What the exercise asks: Rewrite all the items, putting "locate" wherever "pick out" appears and keeping everything else the same.

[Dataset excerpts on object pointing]
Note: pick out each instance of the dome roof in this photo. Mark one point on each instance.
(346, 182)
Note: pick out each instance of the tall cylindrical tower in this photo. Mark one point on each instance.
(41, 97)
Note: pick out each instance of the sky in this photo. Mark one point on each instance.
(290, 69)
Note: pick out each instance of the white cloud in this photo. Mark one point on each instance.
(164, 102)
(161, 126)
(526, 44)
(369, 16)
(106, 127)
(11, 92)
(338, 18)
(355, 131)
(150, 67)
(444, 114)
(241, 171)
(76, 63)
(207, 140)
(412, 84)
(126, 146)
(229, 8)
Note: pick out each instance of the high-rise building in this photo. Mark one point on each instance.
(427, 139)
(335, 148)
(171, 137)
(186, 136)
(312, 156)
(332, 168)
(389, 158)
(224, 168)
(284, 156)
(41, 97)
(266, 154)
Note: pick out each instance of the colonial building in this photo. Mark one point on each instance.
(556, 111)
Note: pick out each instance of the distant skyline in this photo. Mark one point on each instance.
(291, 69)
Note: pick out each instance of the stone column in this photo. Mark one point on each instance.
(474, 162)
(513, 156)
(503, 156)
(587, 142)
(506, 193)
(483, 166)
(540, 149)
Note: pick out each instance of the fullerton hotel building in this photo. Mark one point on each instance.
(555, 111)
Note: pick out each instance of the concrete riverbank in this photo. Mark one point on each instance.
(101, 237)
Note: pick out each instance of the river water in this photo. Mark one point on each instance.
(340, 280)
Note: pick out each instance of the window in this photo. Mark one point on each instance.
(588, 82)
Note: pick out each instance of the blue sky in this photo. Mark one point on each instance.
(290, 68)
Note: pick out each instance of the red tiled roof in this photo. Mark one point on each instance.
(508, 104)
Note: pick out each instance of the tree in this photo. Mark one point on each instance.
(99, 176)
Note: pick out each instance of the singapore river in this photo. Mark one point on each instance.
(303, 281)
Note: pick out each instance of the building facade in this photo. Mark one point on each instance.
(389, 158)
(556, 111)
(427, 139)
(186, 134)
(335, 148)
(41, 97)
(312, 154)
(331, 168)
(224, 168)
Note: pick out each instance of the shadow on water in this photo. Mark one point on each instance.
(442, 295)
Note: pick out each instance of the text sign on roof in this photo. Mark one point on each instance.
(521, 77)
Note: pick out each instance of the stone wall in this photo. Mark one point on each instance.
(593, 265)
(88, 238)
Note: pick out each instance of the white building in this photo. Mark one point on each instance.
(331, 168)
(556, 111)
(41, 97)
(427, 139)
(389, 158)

Exercise response:
Note: locate each instance of the dome roof in this photo. Mark one point on each instance.
(346, 182)
Note: locate each instance of the tall cylindrical tower in this photo. Mark one point on each instance.
(41, 97)
Note: locate each instance of the sky in this photo. Mark one point on each instance.
(290, 69)
Note: locate each instance of the white cloud in this photo. Mark one point on each instance.
(164, 102)
(161, 126)
(526, 44)
(369, 16)
(106, 127)
(11, 92)
(338, 18)
(355, 131)
(150, 67)
(444, 114)
(241, 171)
(76, 63)
(207, 140)
(412, 84)
(126, 146)
(229, 8)
Note: locate each instance of the high-rise building in this photo. Mark one point on each instance.
(427, 139)
(335, 148)
(171, 137)
(186, 136)
(312, 156)
(332, 168)
(389, 158)
(224, 168)
(284, 156)
(41, 97)
(266, 154)
Note: locate each instance of the colonial building in this photo. Mark one point on each instance.
(556, 111)
Note: locate each instance of the distant skyline in this photo. Mark one point on each instance.
(291, 69)
Note: locate each instance of the stone column in this photo. Mark one point on each instance.
(474, 162)
(513, 156)
(503, 156)
(587, 142)
(506, 193)
(483, 166)
(540, 149)
Note: locate each instance of the fullerton hotel building in this photo. Mark one point on each instance.
(555, 111)
Note: locate each instance of the concrete riverbank in this photo. Mark one point on each instance.
(101, 237)
Note: locate each instance of the river water in this photo. Mark one point on each instance.
(340, 280)
Note: locate each instance of the window in this photo. Mark one point on each instance.
(588, 82)
Note: locate each instance of the blue sky in this photo. Mark one point on each instance.
(290, 68)
Note: locate each instance of the red tiled roof in this photo. Mark one point on each instance.
(508, 104)
Note: locate each instance of the tree in this photo. Mark one point on each instance.
(99, 176)
Note: locate each instance of the singapore river in this photo. Mark one point on each instance.
(303, 281)
Note: locate each instance of the building facade in this photo. Mark one point on each instance.
(389, 158)
(556, 111)
(427, 139)
(186, 134)
(335, 148)
(41, 97)
(312, 154)
(331, 168)
(224, 168)
Note: locate each instance of the shadow on water in this photo. Mark one point on each instance.
(442, 295)
Note: locate each instance of the text sign on roof in this photo. Mark one point on each instance.
(521, 77)
Note: locate each instance of the stone wall in this photo. Mark one point on each instance.
(593, 265)
(88, 238)
Note: locate each instance of the white building in this photo. Mark one point on each instance.
(331, 168)
(556, 111)
(41, 97)
(427, 139)
(389, 158)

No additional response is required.